:: DATASET ENTRIES ::
--------------------

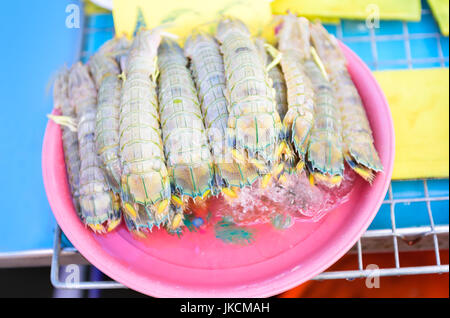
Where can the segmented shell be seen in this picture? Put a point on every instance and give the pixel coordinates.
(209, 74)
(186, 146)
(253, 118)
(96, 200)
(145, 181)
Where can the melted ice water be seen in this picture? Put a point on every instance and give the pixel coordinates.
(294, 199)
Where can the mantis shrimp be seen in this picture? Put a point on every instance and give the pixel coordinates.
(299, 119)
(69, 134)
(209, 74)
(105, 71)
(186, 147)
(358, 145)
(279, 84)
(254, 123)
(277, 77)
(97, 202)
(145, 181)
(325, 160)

--------------------

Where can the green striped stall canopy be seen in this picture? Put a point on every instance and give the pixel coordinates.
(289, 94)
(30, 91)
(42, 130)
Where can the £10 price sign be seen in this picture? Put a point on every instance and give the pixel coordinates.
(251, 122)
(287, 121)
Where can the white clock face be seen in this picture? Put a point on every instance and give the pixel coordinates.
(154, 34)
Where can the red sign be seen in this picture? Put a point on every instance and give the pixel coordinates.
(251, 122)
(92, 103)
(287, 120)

--------------------

:: TASK TO CARRY OUT ::
Show each line from the listing that contains the string "sign", treating uppercase and lowercase letters as different.

:: COMPLETED TASK ::
Where can the £10 price sign be seen in this picture? Put a point on every instance and give the pixel coordinates.
Where can the red sign be seen in this picture? Put a point on every instance and give the pixel coordinates.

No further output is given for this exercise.